■ WORK TO BE COMPLETED ■
Reproduce every one of the following records line for line, without alteration, and omit the pictures from your reply.
#####
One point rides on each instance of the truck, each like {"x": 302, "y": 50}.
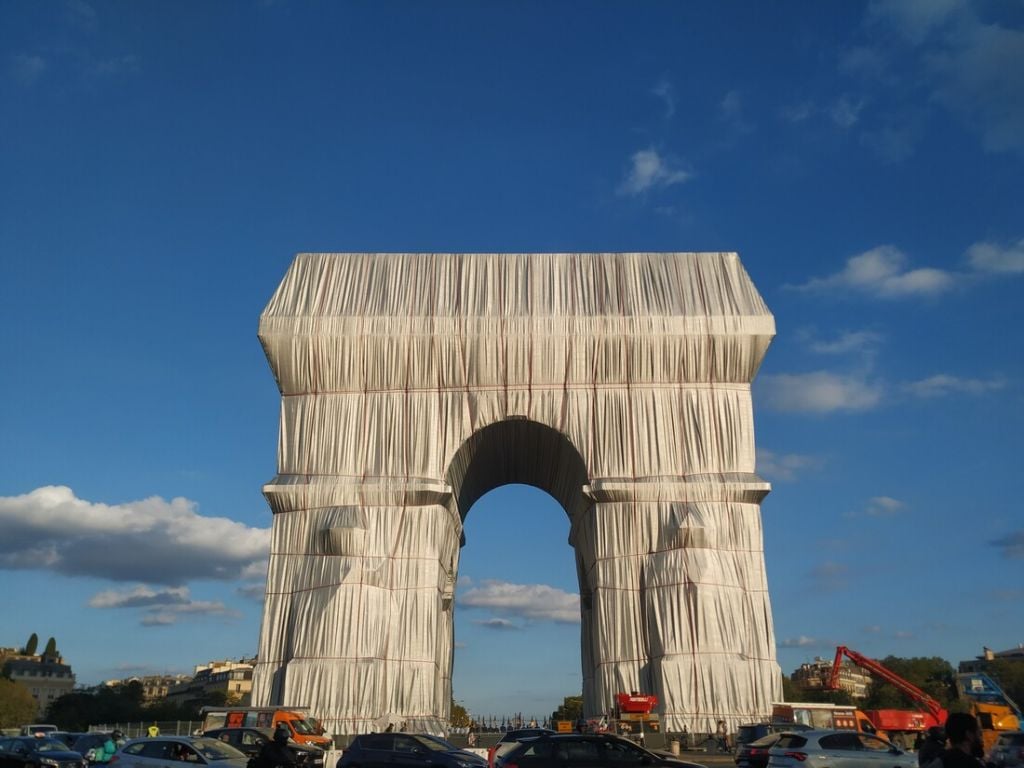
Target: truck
{"x": 995, "y": 712}
{"x": 901, "y": 726}
{"x": 300, "y": 726}
{"x": 822, "y": 715}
#####
■ EXERCISE RESPONSE ■
One point rides on each instance of the truck, each like {"x": 302, "y": 50}.
Target: truck
{"x": 995, "y": 712}
{"x": 901, "y": 726}
{"x": 300, "y": 726}
{"x": 822, "y": 715}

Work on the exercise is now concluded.